(Prompt): Write the records out again, precisely as they stand.

(Provided data):
┄┄┄┄┄┄┄┄┄┄┄┄┄┄┄┄┄┄┄┄

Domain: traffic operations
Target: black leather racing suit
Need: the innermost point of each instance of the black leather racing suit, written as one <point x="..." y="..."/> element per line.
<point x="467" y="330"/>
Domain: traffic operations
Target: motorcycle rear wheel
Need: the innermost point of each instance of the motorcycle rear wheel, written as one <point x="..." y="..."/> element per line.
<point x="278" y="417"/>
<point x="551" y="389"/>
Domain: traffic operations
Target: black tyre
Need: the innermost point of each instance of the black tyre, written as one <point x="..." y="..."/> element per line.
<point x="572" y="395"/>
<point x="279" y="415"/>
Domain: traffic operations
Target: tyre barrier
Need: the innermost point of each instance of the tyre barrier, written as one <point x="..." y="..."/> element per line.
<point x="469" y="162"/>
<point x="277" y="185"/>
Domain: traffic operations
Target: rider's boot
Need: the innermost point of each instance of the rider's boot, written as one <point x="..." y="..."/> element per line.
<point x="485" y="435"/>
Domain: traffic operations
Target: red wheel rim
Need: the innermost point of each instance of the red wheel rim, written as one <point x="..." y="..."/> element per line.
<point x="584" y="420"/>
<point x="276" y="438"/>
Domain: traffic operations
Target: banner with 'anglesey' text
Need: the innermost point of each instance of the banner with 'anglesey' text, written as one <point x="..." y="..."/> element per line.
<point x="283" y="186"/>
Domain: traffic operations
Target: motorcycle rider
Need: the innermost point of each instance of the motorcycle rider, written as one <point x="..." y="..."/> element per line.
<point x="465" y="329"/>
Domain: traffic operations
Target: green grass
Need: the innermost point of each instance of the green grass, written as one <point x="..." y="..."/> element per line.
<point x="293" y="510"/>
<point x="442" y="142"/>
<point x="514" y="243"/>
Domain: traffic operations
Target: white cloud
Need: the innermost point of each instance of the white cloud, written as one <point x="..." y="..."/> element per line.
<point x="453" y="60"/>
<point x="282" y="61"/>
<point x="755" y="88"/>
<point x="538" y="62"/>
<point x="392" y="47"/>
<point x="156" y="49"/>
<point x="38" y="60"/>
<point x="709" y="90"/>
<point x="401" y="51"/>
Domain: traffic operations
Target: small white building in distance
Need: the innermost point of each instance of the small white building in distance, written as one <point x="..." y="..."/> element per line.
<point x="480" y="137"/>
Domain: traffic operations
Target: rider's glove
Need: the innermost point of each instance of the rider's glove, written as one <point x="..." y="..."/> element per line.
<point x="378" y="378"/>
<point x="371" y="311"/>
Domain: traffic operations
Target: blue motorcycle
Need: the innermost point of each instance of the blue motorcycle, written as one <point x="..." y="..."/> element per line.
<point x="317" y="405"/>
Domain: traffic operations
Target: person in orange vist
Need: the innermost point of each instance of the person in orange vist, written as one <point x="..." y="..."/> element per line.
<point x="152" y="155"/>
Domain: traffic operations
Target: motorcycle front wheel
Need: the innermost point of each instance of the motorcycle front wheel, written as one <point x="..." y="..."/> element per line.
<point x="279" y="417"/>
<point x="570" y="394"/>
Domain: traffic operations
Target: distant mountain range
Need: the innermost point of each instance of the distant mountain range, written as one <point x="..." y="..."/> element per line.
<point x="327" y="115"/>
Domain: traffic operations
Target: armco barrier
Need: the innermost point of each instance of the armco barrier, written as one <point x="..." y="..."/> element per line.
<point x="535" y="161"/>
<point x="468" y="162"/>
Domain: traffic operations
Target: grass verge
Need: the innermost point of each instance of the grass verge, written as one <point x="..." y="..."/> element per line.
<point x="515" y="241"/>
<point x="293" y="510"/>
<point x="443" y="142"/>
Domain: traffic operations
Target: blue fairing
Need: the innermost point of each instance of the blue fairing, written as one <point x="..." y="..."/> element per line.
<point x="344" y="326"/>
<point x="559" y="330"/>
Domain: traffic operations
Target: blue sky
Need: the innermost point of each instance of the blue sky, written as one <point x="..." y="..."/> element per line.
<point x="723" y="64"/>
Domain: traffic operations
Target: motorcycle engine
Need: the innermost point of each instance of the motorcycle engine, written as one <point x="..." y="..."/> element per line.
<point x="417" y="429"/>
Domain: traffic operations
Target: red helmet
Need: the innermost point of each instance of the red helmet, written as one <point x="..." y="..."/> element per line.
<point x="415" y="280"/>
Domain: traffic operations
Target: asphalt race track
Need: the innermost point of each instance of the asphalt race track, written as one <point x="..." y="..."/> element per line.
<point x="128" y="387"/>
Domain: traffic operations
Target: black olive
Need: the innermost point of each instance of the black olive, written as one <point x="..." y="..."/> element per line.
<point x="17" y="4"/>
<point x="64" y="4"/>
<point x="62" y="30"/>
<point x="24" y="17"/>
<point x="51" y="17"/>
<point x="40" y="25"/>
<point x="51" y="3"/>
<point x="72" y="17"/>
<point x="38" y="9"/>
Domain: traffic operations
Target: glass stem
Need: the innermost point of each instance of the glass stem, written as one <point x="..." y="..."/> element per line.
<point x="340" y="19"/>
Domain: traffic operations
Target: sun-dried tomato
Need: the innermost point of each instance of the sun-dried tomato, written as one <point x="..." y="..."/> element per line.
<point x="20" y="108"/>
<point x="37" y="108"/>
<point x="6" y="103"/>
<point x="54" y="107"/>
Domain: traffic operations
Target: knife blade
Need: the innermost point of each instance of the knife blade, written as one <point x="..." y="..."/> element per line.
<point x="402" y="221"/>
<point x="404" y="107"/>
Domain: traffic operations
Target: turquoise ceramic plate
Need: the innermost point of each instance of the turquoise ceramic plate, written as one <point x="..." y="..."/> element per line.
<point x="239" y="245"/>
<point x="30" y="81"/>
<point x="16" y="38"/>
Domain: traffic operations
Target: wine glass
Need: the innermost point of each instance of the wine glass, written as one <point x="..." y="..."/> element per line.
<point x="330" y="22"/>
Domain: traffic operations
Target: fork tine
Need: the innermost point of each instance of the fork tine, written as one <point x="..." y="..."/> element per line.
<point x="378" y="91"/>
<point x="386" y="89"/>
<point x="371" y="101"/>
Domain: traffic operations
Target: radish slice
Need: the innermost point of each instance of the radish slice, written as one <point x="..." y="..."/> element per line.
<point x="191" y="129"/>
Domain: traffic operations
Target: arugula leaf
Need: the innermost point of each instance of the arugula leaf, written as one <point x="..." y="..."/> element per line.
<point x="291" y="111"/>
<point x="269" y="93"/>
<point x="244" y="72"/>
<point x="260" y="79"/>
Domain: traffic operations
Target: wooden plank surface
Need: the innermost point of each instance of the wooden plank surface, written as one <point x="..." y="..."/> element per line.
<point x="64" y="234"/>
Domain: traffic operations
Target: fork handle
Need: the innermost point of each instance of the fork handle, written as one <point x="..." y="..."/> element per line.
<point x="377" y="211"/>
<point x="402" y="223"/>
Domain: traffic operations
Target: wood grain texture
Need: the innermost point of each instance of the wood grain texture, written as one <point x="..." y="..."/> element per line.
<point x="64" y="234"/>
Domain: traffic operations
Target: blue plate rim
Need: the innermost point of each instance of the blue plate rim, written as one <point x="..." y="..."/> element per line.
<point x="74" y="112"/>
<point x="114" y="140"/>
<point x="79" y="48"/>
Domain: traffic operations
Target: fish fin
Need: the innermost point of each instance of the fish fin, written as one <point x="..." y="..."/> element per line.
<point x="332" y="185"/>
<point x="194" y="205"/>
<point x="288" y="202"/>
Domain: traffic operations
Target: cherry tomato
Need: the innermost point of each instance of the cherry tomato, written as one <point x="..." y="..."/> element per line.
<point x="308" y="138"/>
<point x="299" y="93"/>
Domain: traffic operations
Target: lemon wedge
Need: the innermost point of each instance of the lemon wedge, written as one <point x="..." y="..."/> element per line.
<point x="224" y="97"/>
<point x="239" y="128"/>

┄┄┄┄┄┄┄┄┄┄┄┄┄┄┄┄┄┄┄┄

(Response to the exercise):
Domain: traffic operations
Target: black leather racing suit
Need: the innermost point of each instance of the black leather racing suit, written as one <point x="..." y="..."/> element per line.
<point x="467" y="330"/>
Domain: traffic operations
Target: motorcycle rear wheel
Need: the innermost point of each instance of the motorcycle rear wheel, written as one <point x="..." y="..."/> element per line.
<point x="278" y="417"/>
<point x="551" y="389"/>
Domain: traffic operations
Target: black tyre
Need: the innermost point of each instance of the black tyre, written as one <point x="..." y="..."/> element per line.
<point x="572" y="395"/>
<point x="279" y="415"/>
Domain: traffic operations
Target: tyre barrier
Need: the innermost point of each instance of the tyre barrier, written as one <point x="..." y="..."/> element per line.
<point x="469" y="162"/>
<point x="277" y="185"/>
Domain: traffic operations
Target: rider's boot
Need: the innermost point of each instance of the rider's boot, written as one <point x="..." y="..."/> element per line.
<point x="485" y="435"/>
Domain: traffic operations
Target: red wheel rim
Need: the innermost point of each instance of the red wheel rim, written as one <point x="..." y="..."/> element per line.
<point x="584" y="420"/>
<point x="276" y="438"/>
Domain: traffic operations
Target: banner with 'anglesey' text
Need: the innermost point of each instance of the banner with 'anglesey' text, written as one <point x="..." y="..."/> element per line.
<point x="283" y="186"/>
Domain: traffic operations
Target: motorcycle rider
Need: the innermost point of each instance of the motorcycle rider, written as one <point x="..." y="..."/> element per line.
<point x="465" y="329"/>
Domain: traffic operations
Target: green grass
Need: the innermost point of each instance of the green grass, written as one <point x="..." y="..."/> element per line.
<point x="293" y="510"/>
<point x="442" y="142"/>
<point x="514" y="243"/>
Domain: traffic operations
Target: white cloud
Need: the innermost point of each instance of the white cloud, written as one <point x="..." y="..."/> element per line.
<point x="453" y="60"/>
<point x="282" y="61"/>
<point x="755" y="88"/>
<point x="538" y="62"/>
<point x="392" y="47"/>
<point x="156" y="49"/>
<point x="38" y="60"/>
<point x="709" y="90"/>
<point x="401" y="51"/>
Domain: traffic operations
Target: small white building in distance
Need: the innermost point of each instance of the small white building in distance, written as one <point x="..." y="..."/> element per line.
<point x="480" y="137"/>
Domain: traffic operations
Target: rider's glove
Need: the innermost point of each instance of the rider's glove, written as one <point x="..." y="..."/> element per line.
<point x="378" y="378"/>
<point x="371" y="311"/>
Domain: traffic operations
Target: blue motorcycle
Need: the innermost point of each instance of the blue motorcycle, written as one <point x="..." y="..."/> element per line.
<point x="317" y="405"/>
Domain: traffic operations
Target: person in orange vist
Need: the innermost point of each instance of the person in orange vist, written as one <point x="..." y="..."/> element per line.
<point x="152" y="155"/>
Domain: traffic operations
Target: motorcycle front wheel
Need: the innermost point of each instance of the motorcycle front wheel, written as one <point x="..." y="..."/> element per line.
<point x="279" y="417"/>
<point x="570" y="394"/>
Domain: traffic operations
Target: distant mountain range
Need: the innermost point of each instance of the distant mountain range, written as one <point x="..." y="..."/> element per line.
<point x="327" y="115"/>
Domain: traffic operations
Target: armco barrier
Need: the innermost point of each instance of the armco barrier, written as one <point x="..." y="..."/> element per line.
<point x="535" y="161"/>
<point x="468" y="162"/>
Domain: traffic operations
Target: grass verge
Need: the innermost point of each instance of the grass verge, written as one <point x="..." y="..."/> element per line.
<point x="515" y="241"/>
<point x="293" y="510"/>
<point x="443" y="142"/>
Domain: traffic operations
Target: blue fairing
Need: the innermost point of each instance of the blue fairing, written as one <point x="..." y="..."/> element per line.
<point x="344" y="326"/>
<point x="559" y="330"/>
Domain: traffic operations
Target: blue sky
Need: the innermost point of each instance of the blue sky, written as one <point x="..." y="..."/> element per line.
<point x="723" y="64"/>
Domain: traffic operations
Target: motorcycle engine
Need: the innermost point of each instance of the motorcycle engine, written as one <point x="..." y="..."/> element per line.
<point x="417" y="429"/>
Domain: traffic operations
Target: red helmet
Need: the innermost point of each instance of the red helmet, written as one <point x="..." y="..."/> element per line.
<point x="415" y="280"/>
Domain: traffic operations
Target: asphalt race track
Need: the innermost point of each instance of the asphalt race track, written as one <point x="..." y="..."/> element per line.
<point x="128" y="387"/>
Domain: traffic operations
Target: black olive
Need: the innermost point of each instance of the black olive, written as one <point x="..." y="..."/> element per line.
<point x="17" y="4"/>
<point x="64" y="4"/>
<point x="62" y="30"/>
<point x="24" y="17"/>
<point x="51" y="17"/>
<point x="40" y="25"/>
<point x="51" y="3"/>
<point x="72" y="17"/>
<point x="38" y="9"/>
Domain: traffic operations
Target: glass stem
Need: the innermost point of each instance of the glass stem, written as one <point x="..." y="..."/> element per line.
<point x="340" y="19"/>
Domain: traffic operations
Target: sun-dried tomato
Need: the innermost point of each instance of the sun-dried tomato, written as one <point x="..." y="..."/> element per line.
<point x="20" y="108"/>
<point x="37" y="108"/>
<point x="6" y="103"/>
<point x="54" y="107"/>
Domain: traffic operations
Target: knife blade
Need: the innermost point of each instance of the knife blade, written as one <point x="..." y="..."/> element per line.
<point x="402" y="221"/>
<point x="404" y="107"/>
Domain: traffic operations
Target: turquoise ceramic plate
Need: the innermost point of each instance of the turquoise ceramic plate, written as one <point x="..." y="..."/> element per line.
<point x="239" y="245"/>
<point x="30" y="81"/>
<point x="16" y="38"/>
Domain: traffic operations
Target: wine glass
Need: the innermost point of each instance of the wine glass, written as one <point x="..." y="..."/> element per line.
<point x="330" y="22"/>
Domain: traffic operations
Target: fork tine
Need: the innermost point of each instance of the fork tine, written as one <point x="..." y="..."/> element per line.
<point x="378" y="91"/>
<point x="386" y="89"/>
<point x="371" y="101"/>
Domain: traffic operations
Target: radish slice
Need: the innermost point of each instance of the radish slice, written as one <point x="..." y="..."/> element per line.
<point x="191" y="129"/>
Domain: traffic operations
Target: arugula leaf
Need: the innermost point of each instance of the arugula leaf, written as one <point x="..." y="..."/> element per line.
<point x="291" y="111"/>
<point x="269" y="93"/>
<point x="244" y="72"/>
<point x="260" y="79"/>
Domain: traffic operations
Target: wooden plank surface
Need: the innermost point of each instance of the wooden plank surface, written as one <point x="..." y="..."/> element per line.
<point x="64" y="234"/>
Domain: traffic operations
Target: fork handle
Need: the innermost point of each instance of the fork handle, written as one <point x="..." y="..."/> element per line.
<point x="377" y="211"/>
<point x="402" y="223"/>
Domain: traffic operations
Target: wood grain texture
Need: the innermost point of each instance of the wood grain texture, written as one <point x="..." y="..."/> element per line.
<point x="64" y="234"/>
Domain: traffic operations
Target: blue plate rim
Need: the innermost point of each instance of the blue plate rim, written as one <point x="..." y="..."/> element per line.
<point x="74" y="112"/>
<point x="114" y="140"/>
<point x="79" y="48"/>
Domain: traffic operations
Target: fish fin
Need: the innermost point of each instance of the fish fin, written as one <point x="..." y="..."/> element per line.
<point x="332" y="185"/>
<point x="194" y="205"/>
<point x="288" y="202"/>
Domain: traffic operations
Target: cherry tomato
Need: the innermost point of each instance of the cherry tomato, written as one <point x="..." y="..."/> element per line.
<point x="308" y="138"/>
<point x="299" y="93"/>
Domain: traffic operations
Target: lemon wedge
Need: the innermost point of each instance of the lemon wedge, written as one <point x="..." y="..."/> element per line.
<point x="224" y="97"/>
<point x="239" y="128"/>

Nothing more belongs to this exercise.